_Instruction_
Give back the full material, exactly as it reads.

_Dataset extract_
◇ ◇ ◇
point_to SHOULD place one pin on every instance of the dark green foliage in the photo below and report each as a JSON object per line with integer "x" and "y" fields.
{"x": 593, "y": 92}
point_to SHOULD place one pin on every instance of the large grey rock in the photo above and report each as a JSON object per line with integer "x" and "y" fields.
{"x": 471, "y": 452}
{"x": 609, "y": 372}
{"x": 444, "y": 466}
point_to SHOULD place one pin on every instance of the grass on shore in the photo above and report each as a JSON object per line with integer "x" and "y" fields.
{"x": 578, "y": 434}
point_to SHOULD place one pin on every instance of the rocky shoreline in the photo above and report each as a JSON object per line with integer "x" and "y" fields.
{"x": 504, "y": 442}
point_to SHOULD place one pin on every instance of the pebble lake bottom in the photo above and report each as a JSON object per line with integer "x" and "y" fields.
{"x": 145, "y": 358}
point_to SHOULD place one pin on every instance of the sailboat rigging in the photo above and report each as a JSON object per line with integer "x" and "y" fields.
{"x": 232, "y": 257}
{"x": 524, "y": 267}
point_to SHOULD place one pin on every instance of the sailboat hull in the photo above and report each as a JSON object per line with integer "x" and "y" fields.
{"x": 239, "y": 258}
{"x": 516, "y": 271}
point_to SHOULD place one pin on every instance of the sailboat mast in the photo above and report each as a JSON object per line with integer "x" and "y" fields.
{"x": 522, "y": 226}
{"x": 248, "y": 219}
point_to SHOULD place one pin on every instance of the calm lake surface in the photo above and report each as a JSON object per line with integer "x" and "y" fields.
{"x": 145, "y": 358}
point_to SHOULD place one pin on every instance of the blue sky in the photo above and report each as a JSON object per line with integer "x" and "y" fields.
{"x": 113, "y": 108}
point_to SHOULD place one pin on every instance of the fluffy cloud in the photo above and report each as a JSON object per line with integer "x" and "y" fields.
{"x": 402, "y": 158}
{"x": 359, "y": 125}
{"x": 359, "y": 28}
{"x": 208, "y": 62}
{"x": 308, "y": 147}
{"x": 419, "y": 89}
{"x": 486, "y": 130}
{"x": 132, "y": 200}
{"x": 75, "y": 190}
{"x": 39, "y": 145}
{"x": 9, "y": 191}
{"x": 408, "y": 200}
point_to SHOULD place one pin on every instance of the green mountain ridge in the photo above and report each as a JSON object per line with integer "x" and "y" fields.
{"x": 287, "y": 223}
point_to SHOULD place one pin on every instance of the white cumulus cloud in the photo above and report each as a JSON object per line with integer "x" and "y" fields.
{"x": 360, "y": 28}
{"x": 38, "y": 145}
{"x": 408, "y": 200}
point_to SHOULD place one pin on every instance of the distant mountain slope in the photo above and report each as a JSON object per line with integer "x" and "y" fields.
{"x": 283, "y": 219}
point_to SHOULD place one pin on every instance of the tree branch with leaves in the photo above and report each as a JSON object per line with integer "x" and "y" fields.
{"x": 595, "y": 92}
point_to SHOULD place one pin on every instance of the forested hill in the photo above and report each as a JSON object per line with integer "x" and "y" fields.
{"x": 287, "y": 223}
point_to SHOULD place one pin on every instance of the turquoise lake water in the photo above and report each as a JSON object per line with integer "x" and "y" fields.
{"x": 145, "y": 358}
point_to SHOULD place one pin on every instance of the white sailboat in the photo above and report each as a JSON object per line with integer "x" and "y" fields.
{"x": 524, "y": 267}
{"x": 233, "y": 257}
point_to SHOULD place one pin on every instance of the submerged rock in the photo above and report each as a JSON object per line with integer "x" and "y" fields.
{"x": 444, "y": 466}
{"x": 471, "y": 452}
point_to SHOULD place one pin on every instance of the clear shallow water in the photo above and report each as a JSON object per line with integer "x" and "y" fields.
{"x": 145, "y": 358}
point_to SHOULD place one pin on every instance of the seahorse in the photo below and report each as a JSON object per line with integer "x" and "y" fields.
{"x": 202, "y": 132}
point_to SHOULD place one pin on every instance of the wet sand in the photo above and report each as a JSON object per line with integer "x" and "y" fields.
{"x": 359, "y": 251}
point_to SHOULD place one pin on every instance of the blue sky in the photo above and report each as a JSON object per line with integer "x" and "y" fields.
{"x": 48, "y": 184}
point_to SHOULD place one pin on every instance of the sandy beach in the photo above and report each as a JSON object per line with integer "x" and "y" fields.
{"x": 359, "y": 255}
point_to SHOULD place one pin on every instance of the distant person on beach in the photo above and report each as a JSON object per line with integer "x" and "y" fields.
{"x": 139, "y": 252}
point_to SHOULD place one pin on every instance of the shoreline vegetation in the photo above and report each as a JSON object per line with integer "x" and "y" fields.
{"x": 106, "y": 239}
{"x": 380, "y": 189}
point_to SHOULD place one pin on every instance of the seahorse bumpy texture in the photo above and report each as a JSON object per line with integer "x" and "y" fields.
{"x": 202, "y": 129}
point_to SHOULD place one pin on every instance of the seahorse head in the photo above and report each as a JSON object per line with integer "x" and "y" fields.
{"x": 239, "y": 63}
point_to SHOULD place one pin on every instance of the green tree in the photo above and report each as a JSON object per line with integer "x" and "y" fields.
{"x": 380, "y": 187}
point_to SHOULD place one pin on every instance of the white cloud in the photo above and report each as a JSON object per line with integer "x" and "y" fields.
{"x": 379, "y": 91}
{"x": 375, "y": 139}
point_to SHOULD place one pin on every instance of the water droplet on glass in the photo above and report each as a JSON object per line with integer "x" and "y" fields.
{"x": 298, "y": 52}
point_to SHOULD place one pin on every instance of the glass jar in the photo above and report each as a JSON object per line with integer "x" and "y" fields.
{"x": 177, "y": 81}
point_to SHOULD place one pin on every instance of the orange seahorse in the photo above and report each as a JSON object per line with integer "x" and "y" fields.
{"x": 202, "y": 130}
◇ ◇ ◇
_Response to this exercise_
point_to SHOULD place one pin on every instance of the dark green foliage in the photo below and report each as a JSON object per line with integer "x" and "y" fields.
{"x": 593, "y": 92}
point_to SHOULD place one pin on every instance of the large grey rock in the photo above and report each as a JSON object per line with integer "x" and "y" fields.
{"x": 471, "y": 452}
{"x": 609, "y": 372}
{"x": 444, "y": 466}
point_to SHOULD place one pin on every instance of the grass on shore in the photo above and report each as a JSON object per line with integer "x" and "y" fields.
{"x": 578, "y": 434}
point_to SHOULD place one pin on every instance of the rocky shoreline in the photo above and report each as a JSON object per line with integer "x" and "y" fields.
{"x": 504, "y": 442}
point_to SHOULD place one pin on every instance of the pebble lake bottom in the photo above and report each as a JSON object per line with integer "x" and "y" fields.
{"x": 145, "y": 358}
point_to SHOULD place one pin on every instance of the sailboat rigging in the photo above and report each as a JSON object per line with integer "x" and "y" fields.
{"x": 232, "y": 257}
{"x": 524, "y": 267}
point_to SHOULD place one pin on every instance of the sailboat hull in the photo above and report each as a JSON object per line with integer "x" and "y" fields.
{"x": 239, "y": 258}
{"x": 516, "y": 271}
point_to SHOULD place one pin on every instance of the sailboat mast in the photo above and report each as a JSON object per line with integer "x" and "y" fields.
{"x": 522, "y": 226}
{"x": 248, "y": 219}
point_to SHOULD place one pin on every instance of the calm lake surface in the photo above and report each as a JSON object per line with integer "x" and "y" fields.
{"x": 145, "y": 358}
point_to SHOULD place one pin on every instance of the blue sky in the photo above and report each as a JSON object per line with integer "x" and "y" fields.
{"x": 113, "y": 108}
point_to SHOULD place one pin on every instance of the fluffy cloud in the photo above and report each as a JSON object per line with integer "x" and "y" fields.
{"x": 402, "y": 158}
{"x": 359, "y": 125}
{"x": 359, "y": 28}
{"x": 208, "y": 62}
{"x": 308, "y": 147}
{"x": 419, "y": 89}
{"x": 486, "y": 130}
{"x": 132, "y": 200}
{"x": 75, "y": 190}
{"x": 39, "y": 145}
{"x": 9, "y": 191}
{"x": 408, "y": 200}
point_to SHOULD place one pin on every instance of the green mountain ridge in the photo above and report each as a JSON object per line with integer "x" and "y" fields.
{"x": 287, "y": 223}
point_to SHOULD place one pin on every instance of the white cumulus cloud in the photo above and report each as a JSON object per line with integer "x" and "y" fields.
{"x": 360, "y": 28}
{"x": 38, "y": 145}
{"x": 408, "y": 200}
point_to SHOULD place one pin on every instance of the distant mountain slope in the photo above and report each as a JSON object per line with integer "x" and "y" fields.
{"x": 283, "y": 219}
point_to SHOULD place one pin on every instance of the tree branch with leaves in the photo above and report each as a JSON object per line with integer "x" and "y" fields.
{"x": 595, "y": 92}
point_to SHOULD place one pin on every instance of the forested hill in the photo above and report each as a JSON object per line with integer "x" and "y" fields.
{"x": 287, "y": 223}
point_to SHOULD place one pin on every instance of the turquoise lake water in the photo above and report each as a JSON object per line with integer "x" and "y" fields.
{"x": 145, "y": 358}
point_to SHOULD place one pin on every instance of the white sailboat in the photo above and report each as a JSON object per line with integer "x" and "y" fields.
{"x": 524, "y": 267}
{"x": 233, "y": 257}
point_to SHOULD place one pin on every instance of the submerged rock in the photo above and report each as a JSON object per line with integer "x" and "y" fields.
{"x": 444, "y": 466}
{"x": 471, "y": 452}
point_to SHOULD place one pin on every instance of the clear shallow water in the photo above and report each as a JSON object per line with integer "x" and "y" fields.
{"x": 145, "y": 358}
point_to SHOULD place one pin on every instance of the seahorse in the photo below and report each as a JSON object per line with integer "x" and "y" fields.
{"x": 202, "y": 132}
point_to SHOULD place one pin on every instance of the wet sand in the photo above and report each as a JSON object per line with integer "x" and "y" fields.
{"x": 359, "y": 251}
point_to SHOULD place one pin on every instance of the blue sky in the photo above and report each as a JSON object per line with integer "x" and "y" fields.
{"x": 48, "y": 184}
point_to SHOULD place one pin on every instance of the sandy beach in the photo above and report each as a JSON object per line with integer "x" and "y" fields.
{"x": 359, "y": 255}
point_to SHOULD place one pin on every instance of the distant person on beach in the photo above and report each as a JSON object per line with integer "x" and "y" fields.
{"x": 139, "y": 252}
point_to SHOULD place one pin on every instance of the shoreline vegetation in the photo above and report each as a JSON object per line with integer "x" and "y" fields.
{"x": 106, "y": 239}
{"x": 380, "y": 189}
point_to SHOULD place one pin on every instance of the seahorse bumpy texture in the photo above and report each as a JSON object per line with integer "x" and "y" fields.
{"x": 202, "y": 129}
point_to SHOULD place one pin on every instance of the seahorse head in the photo above and report each as a JSON object per line with integer "x" and "y" fields.
{"x": 239, "y": 63}
point_to SHOULD place one pin on every instance of the green tree in the photo above and report each as a JSON object per line with integer "x" and "y" fields.
{"x": 380, "y": 187}
point_to SHOULD place one pin on every instance of the white cloud in the photo above and report each as a JSON object per line with integer "x" and "y" fields.
{"x": 379, "y": 91}
{"x": 375, "y": 139}
point_to SHOULD place one pin on every instance of the water droplet on glass in the photo above and report each as a JSON object per line with integer "x" and "y" fields.
{"x": 298, "y": 52}
point_to SHOULD place one pin on every instance of the glass jar in the photo above and report each as a JSON object per line with integer "x" and "y" fields.
{"x": 177, "y": 81}
point_to SHOULD place one pin on every instance of the orange seahorse in the photo above and report each as a JSON object per line with integer "x" and "y" fields.
{"x": 202, "y": 130}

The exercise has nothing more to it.